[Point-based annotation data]
####
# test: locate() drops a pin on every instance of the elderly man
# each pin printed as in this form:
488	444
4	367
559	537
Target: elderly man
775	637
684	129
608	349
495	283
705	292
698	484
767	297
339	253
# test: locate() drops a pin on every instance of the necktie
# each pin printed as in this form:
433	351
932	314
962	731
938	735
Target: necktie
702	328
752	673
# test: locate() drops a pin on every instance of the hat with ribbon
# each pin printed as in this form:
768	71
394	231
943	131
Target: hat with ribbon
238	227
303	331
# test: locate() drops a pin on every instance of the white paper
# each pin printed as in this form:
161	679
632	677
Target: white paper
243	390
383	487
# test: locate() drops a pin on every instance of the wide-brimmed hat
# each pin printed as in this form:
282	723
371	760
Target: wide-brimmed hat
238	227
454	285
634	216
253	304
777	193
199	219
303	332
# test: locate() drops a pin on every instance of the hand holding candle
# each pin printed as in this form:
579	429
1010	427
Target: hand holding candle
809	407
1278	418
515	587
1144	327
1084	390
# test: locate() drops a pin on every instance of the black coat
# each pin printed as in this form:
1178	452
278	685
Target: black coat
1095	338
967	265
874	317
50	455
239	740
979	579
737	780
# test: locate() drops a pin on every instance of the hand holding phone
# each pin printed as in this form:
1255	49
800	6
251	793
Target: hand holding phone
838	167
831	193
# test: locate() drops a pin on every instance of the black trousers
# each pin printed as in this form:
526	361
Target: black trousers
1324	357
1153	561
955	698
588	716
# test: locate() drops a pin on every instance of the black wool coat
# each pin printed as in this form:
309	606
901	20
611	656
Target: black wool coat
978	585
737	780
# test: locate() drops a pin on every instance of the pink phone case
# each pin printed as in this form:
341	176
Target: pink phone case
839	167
####
▶ _TO DO_
Rewrite the listing above with every "drops a pin" renamed to "places a marker", leaving all other text unchanged.

▶ _CORRECT OUTPUT_
# test: locate() places a marker on every instance of the elderly man
# each pin printed as in this form:
488	444
4	367
559	537
Target: elderly man
775	637
684	129
608	349
495	283
705	292
698	484
767	297
339	253
# test: locate() places a marker on every instance of the necktie
# each pin printed as in this form:
433	351
932	314
962	731
938	735
Target: necktie
702	328
752	673
# test: locate() places a marker on every instance of the hat with ribbon
# each pin printed as in this form:
768	71
394	231
943	131
Target: hat with ribbon
238	227
303	331
# test: locate() places a marker on every instance of the white paper
# each pin printed as in this form:
161	679
632	677
Target: white paper
243	390
383	487
# test: locate() places a marker on every instance of the wide-brimmed hat
# each pin printed as in this form:
282	723
371	760
Target: wide-brimmed hat
238	227
454	285
634	216
253	304
777	193
199	219
303	332
# test: locate() places a marker on every instance of the hand holding candle
# each pin printed as in this form:
579	429
1010	427
Target: hand holding candle
809	407
1278	418
515	587
1144	327
1084	390
# test: locate() places a marker on every instance of the black coat
# each pin printed as in this form:
1178	452
278	685
Target: black coat
1095	338
967	265
874	317
50	455
239	740
979	579
737	780
# test: locate() places a marker on every instance of the hand holding phone
# each pin printed as in this form:
1255	49
800	6
251	793
Target: hand holding phone
838	167
831	193
# test: locate() places a marker on every instance of the black trousers
# each pin printed as in this form:
526	361
Target: black trousers
1324	357
1153	561
955	698
588	716
# test: locate() places a marker on every instance of the black wool coat
# each pin printed as in this form:
309	606
901	20
611	656
Target: black wool coat
978	585
737	780
# test: locate() places a marker on every instance of the pink phone case
# each pin printed as in this form:
341	176
Target: pink phone case
839	167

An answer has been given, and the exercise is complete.